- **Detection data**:
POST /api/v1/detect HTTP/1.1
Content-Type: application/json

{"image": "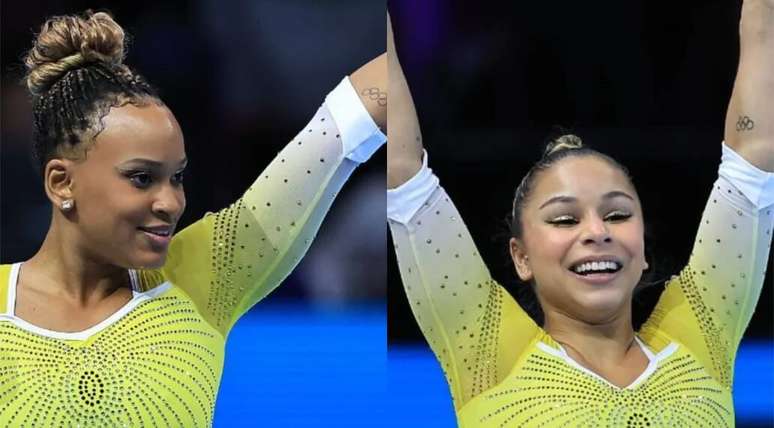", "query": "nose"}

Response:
[581,215,612,244]
[151,184,185,223]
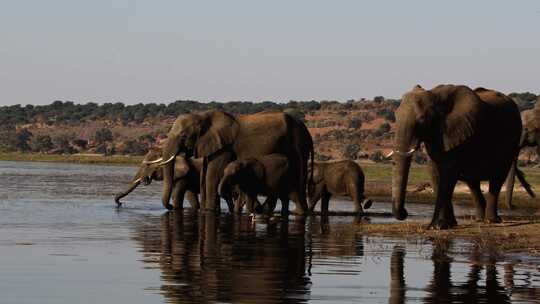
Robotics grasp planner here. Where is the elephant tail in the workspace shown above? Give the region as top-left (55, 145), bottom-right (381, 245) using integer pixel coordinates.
top-left (515, 165), bottom-right (536, 197)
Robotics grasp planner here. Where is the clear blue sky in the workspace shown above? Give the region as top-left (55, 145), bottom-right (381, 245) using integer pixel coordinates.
top-left (0, 0), bottom-right (540, 105)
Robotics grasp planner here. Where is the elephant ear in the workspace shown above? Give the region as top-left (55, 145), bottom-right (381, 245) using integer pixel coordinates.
top-left (313, 163), bottom-right (324, 184)
top-left (196, 111), bottom-right (239, 157)
top-left (433, 85), bottom-right (483, 151)
top-left (523, 101), bottom-right (540, 129)
top-left (174, 156), bottom-right (189, 179)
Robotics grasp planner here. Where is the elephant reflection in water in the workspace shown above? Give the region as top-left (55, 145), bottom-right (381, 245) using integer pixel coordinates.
top-left (389, 240), bottom-right (524, 303)
top-left (134, 209), bottom-right (310, 303)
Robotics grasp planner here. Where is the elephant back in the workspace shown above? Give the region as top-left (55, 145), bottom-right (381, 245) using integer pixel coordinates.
top-left (234, 112), bottom-right (289, 159)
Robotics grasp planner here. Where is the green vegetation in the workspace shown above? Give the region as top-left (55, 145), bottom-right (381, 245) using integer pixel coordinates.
top-left (0, 152), bottom-right (143, 165)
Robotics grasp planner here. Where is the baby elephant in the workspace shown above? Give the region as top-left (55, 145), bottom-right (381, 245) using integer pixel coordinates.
top-left (308, 160), bottom-right (373, 213)
top-left (218, 154), bottom-right (289, 213)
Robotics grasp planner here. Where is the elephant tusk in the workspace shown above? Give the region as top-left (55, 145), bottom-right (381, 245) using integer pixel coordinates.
top-left (158, 155), bottom-right (176, 166)
top-left (143, 157), bottom-right (163, 165)
top-left (386, 148), bottom-right (416, 158)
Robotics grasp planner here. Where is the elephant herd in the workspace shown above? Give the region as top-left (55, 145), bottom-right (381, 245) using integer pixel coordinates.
top-left (115, 85), bottom-right (540, 229)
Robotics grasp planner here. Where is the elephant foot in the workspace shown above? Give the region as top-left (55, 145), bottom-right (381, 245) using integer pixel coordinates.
top-left (427, 219), bottom-right (457, 230)
top-left (485, 215), bottom-right (502, 224)
top-left (364, 199), bottom-right (373, 209)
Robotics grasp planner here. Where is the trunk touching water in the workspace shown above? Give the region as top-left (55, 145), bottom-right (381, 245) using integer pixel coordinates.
top-left (392, 154), bottom-right (412, 220)
top-left (114, 179), bottom-right (141, 206)
top-left (161, 161), bottom-right (174, 210)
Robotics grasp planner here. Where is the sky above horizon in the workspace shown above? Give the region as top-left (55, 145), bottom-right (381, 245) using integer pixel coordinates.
top-left (0, 0), bottom-right (540, 105)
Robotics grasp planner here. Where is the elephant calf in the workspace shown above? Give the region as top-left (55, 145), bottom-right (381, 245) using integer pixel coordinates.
top-left (308, 160), bottom-right (372, 213)
top-left (114, 149), bottom-right (202, 209)
top-left (218, 154), bottom-right (290, 213)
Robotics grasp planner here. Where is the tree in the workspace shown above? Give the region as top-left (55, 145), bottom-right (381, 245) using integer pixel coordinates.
top-left (30, 135), bottom-right (54, 152)
top-left (343, 144), bottom-right (360, 159)
top-left (349, 117), bottom-right (362, 129)
top-left (52, 132), bottom-right (77, 154)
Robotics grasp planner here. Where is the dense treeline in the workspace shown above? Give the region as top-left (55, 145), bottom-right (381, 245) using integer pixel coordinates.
top-left (0, 100), bottom-right (321, 125)
top-left (0, 92), bottom-right (540, 159)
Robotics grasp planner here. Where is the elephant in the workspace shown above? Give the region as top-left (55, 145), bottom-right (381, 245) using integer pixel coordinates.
top-left (114, 148), bottom-right (202, 209)
top-left (308, 160), bottom-right (372, 214)
top-left (218, 154), bottom-right (291, 214)
top-left (153, 110), bottom-right (314, 215)
top-left (392, 85), bottom-right (522, 229)
top-left (506, 102), bottom-right (540, 209)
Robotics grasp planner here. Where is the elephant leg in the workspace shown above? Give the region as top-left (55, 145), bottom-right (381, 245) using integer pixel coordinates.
top-left (429, 169), bottom-right (457, 229)
top-left (485, 179), bottom-right (504, 223)
top-left (321, 192), bottom-right (332, 215)
top-left (505, 161), bottom-right (517, 210)
top-left (186, 191), bottom-right (200, 210)
top-left (467, 181), bottom-right (486, 222)
top-left (261, 196), bottom-right (277, 216)
top-left (349, 187), bottom-right (364, 214)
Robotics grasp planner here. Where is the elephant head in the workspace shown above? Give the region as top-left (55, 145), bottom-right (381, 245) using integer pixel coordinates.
top-left (159, 111), bottom-right (238, 209)
top-left (114, 147), bottom-right (190, 206)
top-left (520, 102), bottom-right (540, 155)
top-left (392, 85), bottom-right (482, 220)
top-left (218, 159), bottom-right (265, 197)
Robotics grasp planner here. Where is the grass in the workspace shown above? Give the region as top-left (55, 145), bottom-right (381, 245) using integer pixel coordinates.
top-left (0, 152), bottom-right (143, 165)
top-left (357, 217), bottom-right (540, 256)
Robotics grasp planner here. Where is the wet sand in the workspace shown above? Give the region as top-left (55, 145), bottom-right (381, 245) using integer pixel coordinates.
top-left (0, 162), bottom-right (540, 303)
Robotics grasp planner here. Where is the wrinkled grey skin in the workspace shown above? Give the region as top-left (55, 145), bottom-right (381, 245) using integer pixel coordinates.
top-left (392, 85), bottom-right (522, 229)
top-left (308, 160), bottom-right (372, 214)
top-left (160, 110), bottom-right (313, 214)
top-left (506, 102), bottom-right (540, 209)
top-left (114, 149), bottom-right (202, 209)
top-left (218, 154), bottom-right (291, 214)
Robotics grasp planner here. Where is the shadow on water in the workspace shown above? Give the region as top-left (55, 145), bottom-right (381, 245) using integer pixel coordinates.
top-left (0, 162), bottom-right (540, 304)
top-left (133, 210), bottom-right (540, 303)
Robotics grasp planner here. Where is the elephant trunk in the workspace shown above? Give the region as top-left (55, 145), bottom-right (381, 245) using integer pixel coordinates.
top-left (114, 179), bottom-right (141, 207)
top-left (505, 161), bottom-right (517, 209)
top-left (218, 176), bottom-right (231, 197)
top-left (392, 115), bottom-right (416, 221)
top-left (161, 163), bottom-right (174, 210)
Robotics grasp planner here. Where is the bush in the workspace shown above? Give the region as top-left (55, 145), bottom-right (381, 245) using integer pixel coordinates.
top-left (369, 150), bottom-right (386, 163)
top-left (314, 152), bottom-right (332, 161)
top-left (343, 144), bottom-right (360, 159)
top-left (349, 117), bottom-right (362, 129)
top-left (30, 135), bottom-right (54, 152)
top-left (122, 140), bottom-right (146, 155)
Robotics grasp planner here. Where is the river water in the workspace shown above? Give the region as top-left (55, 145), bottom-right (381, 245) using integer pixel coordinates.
top-left (0, 162), bottom-right (540, 304)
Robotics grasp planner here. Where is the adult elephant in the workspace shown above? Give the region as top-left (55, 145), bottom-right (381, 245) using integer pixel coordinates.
top-left (114, 147), bottom-right (202, 209)
top-left (392, 85), bottom-right (522, 229)
top-left (154, 110), bottom-right (313, 214)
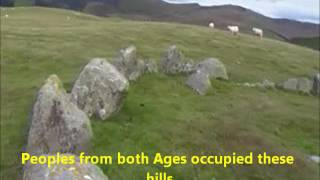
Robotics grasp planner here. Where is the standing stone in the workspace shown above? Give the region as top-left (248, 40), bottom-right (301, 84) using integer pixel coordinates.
top-left (27, 75), bottom-right (92, 154)
top-left (186, 71), bottom-right (211, 95)
top-left (71, 58), bottom-right (129, 120)
top-left (113, 46), bottom-right (145, 81)
top-left (23, 154), bottom-right (108, 180)
top-left (312, 73), bottom-right (320, 96)
top-left (160, 46), bottom-right (194, 74)
top-left (297, 78), bottom-right (312, 94)
top-left (196, 58), bottom-right (229, 80)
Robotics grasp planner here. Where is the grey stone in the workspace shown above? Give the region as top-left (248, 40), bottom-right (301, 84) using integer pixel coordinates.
top-left (144, 60), bottom-right (159, 73)
top-left (186, 71), bottom-right (211, 95)
top-left (71, 58), bottom-right (129, 120)
top-left (196, 58), bottom-right (229, 80)
top-left (280, 78), bottom-right (312, 93)
top-left (160, 45), bottom-right (194, 74)
top-left (297, 78), bottom-right (312, 93)
top-left (312, 73), bottom-right (320, 96)
top-left (23, 154), bottom-right (108, 180)
top-left (309, 156), bottom-right (320, 164)
top-left (280, 78), bottom-right (299, 91)
top-left (113, 46), bottom-right (145, 81)
top-left (27, 75), bottom-right (92, 154)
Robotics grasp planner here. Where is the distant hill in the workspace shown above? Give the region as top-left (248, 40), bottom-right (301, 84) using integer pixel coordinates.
top-left (0, 7), bottom-right (320, 180)
top-left (4, 0), bottom-right (319, 48)
top-left (291, 37), bottom-right (320, 51)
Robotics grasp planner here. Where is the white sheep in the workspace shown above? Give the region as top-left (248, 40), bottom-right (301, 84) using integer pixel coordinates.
top-left (228, 26), bottom-right (239, 35)
top-left (252, 27), bottom-right (263, 39)
top-left (209, 22), bottom-right (214, 29)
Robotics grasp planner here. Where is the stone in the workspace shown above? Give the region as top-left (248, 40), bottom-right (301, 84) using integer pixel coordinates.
top-left (280, 78), bottom-right (312, 93)
top-left (113, 46), bottom-right (145, 81)
top-left (144, 60), bottom-right (159, 73)
top-left (280, 78), bottom-right (299, 91)
top-left (27, 75), bottom-right (92, 154)
top-left (259, 79), bottom-right (276, 89)
top-left (297, 78), bottom-right (312, 94)
top-left (196, 58), bottom-right (229, 80)
top-left (160, 45), bottom-right (194, 75)
top-left (186, 71), bottom-right (211, 95)
top-left (311, 73), bottom-right (320, 96)
top-left (309, 156), bottom-right (320, 164)
top-left (23, 154), bottom-right (108, 180)
top-left (71, 58), bottom-right (129, 120)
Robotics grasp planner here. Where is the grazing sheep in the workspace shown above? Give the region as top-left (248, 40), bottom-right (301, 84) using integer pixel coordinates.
top-left (228, 26), bottom-right (239, 35)
top-left (209, 22), bottom-right (214, 29)
top-left (252, 27), bottom-right (263, 39)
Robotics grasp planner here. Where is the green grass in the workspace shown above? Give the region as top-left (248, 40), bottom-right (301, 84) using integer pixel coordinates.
top-left (1, 8), bottom-right (320, 180)
top-left (291, 37), bottom-right (320, 51)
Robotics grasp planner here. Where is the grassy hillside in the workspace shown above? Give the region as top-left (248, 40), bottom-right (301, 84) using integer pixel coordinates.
top-left (291, 37), bottom-right (320, 51)
top-left (1, 8), bottom-right (320, 180)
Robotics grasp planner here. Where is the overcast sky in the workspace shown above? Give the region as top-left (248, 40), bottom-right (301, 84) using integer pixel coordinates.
top-left (165, 0), bottom-right (319, 23)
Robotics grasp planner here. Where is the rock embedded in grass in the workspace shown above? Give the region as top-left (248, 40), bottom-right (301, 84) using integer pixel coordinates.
top-left (186, 71), bottom-right (211, 95)
top-left (27, 75), bottom-right (92, 154)
top-left (297, 78), bottom-right (312, 94)
top-left (71, 58), bottom-right (129, 120)
top-left (160, 45), bottom-right (194, 74)
top-left (279, 78), bottom-right (312, 94)
top-left (312, 73), bottom-right (320, 96)
top-left (113, 46), bottom-right (145, 81)
top-left (23, 154), bottom-right (108, 180)
top-left (196, 58), bottom-right (229, 80)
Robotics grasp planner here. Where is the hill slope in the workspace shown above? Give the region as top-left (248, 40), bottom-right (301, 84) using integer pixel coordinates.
top-left (1, 8), bottom-right (319, 180)
top-left (16, 0), bottom-right (319, 40)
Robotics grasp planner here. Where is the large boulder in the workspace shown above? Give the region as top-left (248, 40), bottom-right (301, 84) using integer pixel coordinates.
top-left (113, 46), bottom-right (145, 81)
top-left (71, 58), bottom-right (129, 120)
top-left (280, 78), bottom-right (299, 91)
top-left (280, 78), bottom-right (312, 93)
top-left (144, 60), bottom-right (159, 73)
top-left (297, 78), bottom-right (312, 94)
top-left (186, 71), bottom-right (211, 95)
top-left (196, 58), bottom-right (229, 80)
top-left (23, 154), bottom-right (108, 180)
top-left (27, 75), bottom-right (92, 154)
top-left (312, 73), bottom-right (320, 96)
top-left (160, 46), bottom-right (194, 74)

- **Task to complete**: Please copy word for word everything in the data above from the line containing "Robotics grasp planner here. Where is the elephant leg" down to the line containing "top-left (485, 179), bottom-right (504, 223)", including both of those lines.

- **Worked answer**:
Robotics grasp planner here. Where is the elephant leg in the workspace shown above? Give the region as top-left (55, 145), bottom-right (381, 245) using integer pixel coordinates.
top-left (429, 169), bottom-right (457, 229)
top-left (485, 179), bottom-right (504, 223)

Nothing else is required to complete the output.